# PASSAGE TO READ
-- Opening Marker --

Yeah. And I know what you mean about the social battery too, because it's like, okay. I really cannot go out to this event tonight, but I was invited, I said I was going to go and I have to go. That pressure of, I can't let this person down and my friend, I really need to go, but I really don't feel like I'm up to it. And. I think we know when you're talking about having self trust. I think that's, it's a muscle that's going to need to be developed. So every time you stick within your integrity and you stick within what you know is true for you in that moment and is. Where your energy lies and being honest with yourself, I feel like every time you do it, and every time you. You stick to those boundaries or. You stick to what it is that you said for yourself, or you wanted. Then that muscle will grow a little bit. And then the next time you do it, the muscle will grow a little bit. I was even talking to friend. We were talking about how, you know, if somebody came to us and asked us to be a bridesmaid. What would we say? And I was like, I don't have my answer prepared for that because I don't want to do that again. Personally. Because it's a lot of work, right. Socially. It's like, oh my goodness. On. Ask you that. How can you say no? And you think, how can I say no, but actually you can say no. You just need to really sit with yourself and say, Am I capable. Do I want to do this? Do I have the desire for it? Do I have the capacity for it? And yes, you can actually say no to something. If you really don't feel like you really want to do it.

-- Closing Marker --

# ENTRIES SHOWN

-- Opening Marker --

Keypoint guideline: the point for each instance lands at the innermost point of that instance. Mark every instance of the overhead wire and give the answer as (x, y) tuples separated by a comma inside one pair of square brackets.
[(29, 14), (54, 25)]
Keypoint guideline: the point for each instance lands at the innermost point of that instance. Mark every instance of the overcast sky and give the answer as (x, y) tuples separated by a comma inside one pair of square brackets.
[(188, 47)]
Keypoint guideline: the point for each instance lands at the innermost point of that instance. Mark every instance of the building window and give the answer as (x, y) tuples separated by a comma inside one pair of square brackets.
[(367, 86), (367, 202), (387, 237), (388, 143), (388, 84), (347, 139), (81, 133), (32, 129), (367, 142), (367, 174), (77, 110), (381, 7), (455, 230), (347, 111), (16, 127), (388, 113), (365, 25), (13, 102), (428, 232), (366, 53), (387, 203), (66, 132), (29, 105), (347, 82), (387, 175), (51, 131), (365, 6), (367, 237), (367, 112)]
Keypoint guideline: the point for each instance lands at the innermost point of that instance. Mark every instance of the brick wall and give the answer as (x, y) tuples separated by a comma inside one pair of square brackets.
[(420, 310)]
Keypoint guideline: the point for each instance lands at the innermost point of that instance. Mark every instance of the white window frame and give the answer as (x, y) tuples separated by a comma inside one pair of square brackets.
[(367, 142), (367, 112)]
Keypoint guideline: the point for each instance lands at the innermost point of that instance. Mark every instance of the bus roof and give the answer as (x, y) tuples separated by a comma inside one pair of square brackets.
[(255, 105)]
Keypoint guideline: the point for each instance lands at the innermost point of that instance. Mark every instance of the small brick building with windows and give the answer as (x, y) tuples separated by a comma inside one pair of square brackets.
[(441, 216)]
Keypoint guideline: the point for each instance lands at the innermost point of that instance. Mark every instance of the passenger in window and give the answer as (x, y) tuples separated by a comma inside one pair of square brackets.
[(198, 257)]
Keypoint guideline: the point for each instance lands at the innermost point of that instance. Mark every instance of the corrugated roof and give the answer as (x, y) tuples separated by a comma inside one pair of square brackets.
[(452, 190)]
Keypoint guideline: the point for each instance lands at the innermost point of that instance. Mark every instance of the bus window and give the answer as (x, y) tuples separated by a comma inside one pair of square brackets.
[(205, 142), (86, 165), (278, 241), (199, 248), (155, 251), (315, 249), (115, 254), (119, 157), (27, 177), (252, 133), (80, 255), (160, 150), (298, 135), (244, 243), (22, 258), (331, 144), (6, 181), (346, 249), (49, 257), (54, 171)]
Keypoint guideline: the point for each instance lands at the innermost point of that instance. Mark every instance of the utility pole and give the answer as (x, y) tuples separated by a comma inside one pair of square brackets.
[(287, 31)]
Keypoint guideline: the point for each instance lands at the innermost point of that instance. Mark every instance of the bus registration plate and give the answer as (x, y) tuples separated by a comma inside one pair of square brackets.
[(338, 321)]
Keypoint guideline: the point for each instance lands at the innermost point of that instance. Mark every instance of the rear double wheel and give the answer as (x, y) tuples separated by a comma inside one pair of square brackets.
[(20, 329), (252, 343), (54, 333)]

-- Closing Marker --

# WHAT YOU HAVE TO DO
Please continue the conversation above about self-trust and saying no, starting after its last sentence.

# ANSWER SPACE
Ané:

Mm, absolutely. And I just wanna like. regroup this back to like even the scenario of like have getting seconds or thirds or fourths like sometimes i just find that if you can make peace with the fact that like you're hungry and you want to eat more and there's tons of food like i just think i don't know how how you will you try to do it but i will just be like yeah i'm getting thirds like i will kind of just not mock myself but i will kind of just like make fun of because that shows more like confidence than trying to like, you know, not rock the boat, quote unquote, but and I just think it's the same thing. Like, if you have trust that like, I don't really care what others think, then absolutely go have that third piece of cake. And, you know, I make it well known that I have a sweet tooth. So if that cake's not, if that cake's done, you know, I can't

Stacey:

Yeah.

Ané:

Absolutely.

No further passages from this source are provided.